Source records

== == ==

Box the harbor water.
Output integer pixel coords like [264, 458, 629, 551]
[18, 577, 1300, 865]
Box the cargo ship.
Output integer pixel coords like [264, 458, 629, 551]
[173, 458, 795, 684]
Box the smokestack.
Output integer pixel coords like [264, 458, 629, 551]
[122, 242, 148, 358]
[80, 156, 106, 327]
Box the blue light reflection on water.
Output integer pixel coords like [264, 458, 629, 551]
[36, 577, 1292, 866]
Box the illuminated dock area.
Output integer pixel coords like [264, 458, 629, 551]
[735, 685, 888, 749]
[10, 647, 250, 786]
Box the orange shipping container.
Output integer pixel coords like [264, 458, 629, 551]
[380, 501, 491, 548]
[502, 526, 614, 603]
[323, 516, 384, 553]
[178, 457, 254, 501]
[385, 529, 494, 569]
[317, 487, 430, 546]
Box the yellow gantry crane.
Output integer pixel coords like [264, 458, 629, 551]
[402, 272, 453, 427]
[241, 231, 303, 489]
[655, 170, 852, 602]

== == ==

Task instructions: Send back all the records above word for word.

Expected answer:
Box the harbor water.
Output integer pixel coords like [264, 458, 629, 551]
[18, 577, 1300, 865]
Box the cargo ship.
Output integer pixel coords like [264, 458, 629, 551]
[173, 458, 795, 684]
Box the smokestack.
Output integer pixel coords like [264, 458, 629, 551]
[122, 242, 148, 358]
[80, 156, 106, 327]
Box the blue light reflection on water.
Output integer pixel coords like [264, 458, 629, 551]
[36, 577, 1292, 866]
Box the illuminated dock area.
Output integer pixel coords like [264, 458, 629, 551]
[735, 685, 888, 749]
[10, 647, 250, 786]
Box the orange shipping container.
Output integer pixel coords like [264, 458, 629, 551]
[380, 501, 491, 548]
[502, 526, 614, 603]
[323, 516, 384, 553]
[178, 457, 254, 501]
[385, 529, 494, 569]
[317, 487, 430, 546]
Box the yellow gantry crane.
Output integer pixel coords like [264, 458, 629, 551]
[402, 272, 453, 427]
[241, 231, 303, 489]
[655, 170, 852, 602]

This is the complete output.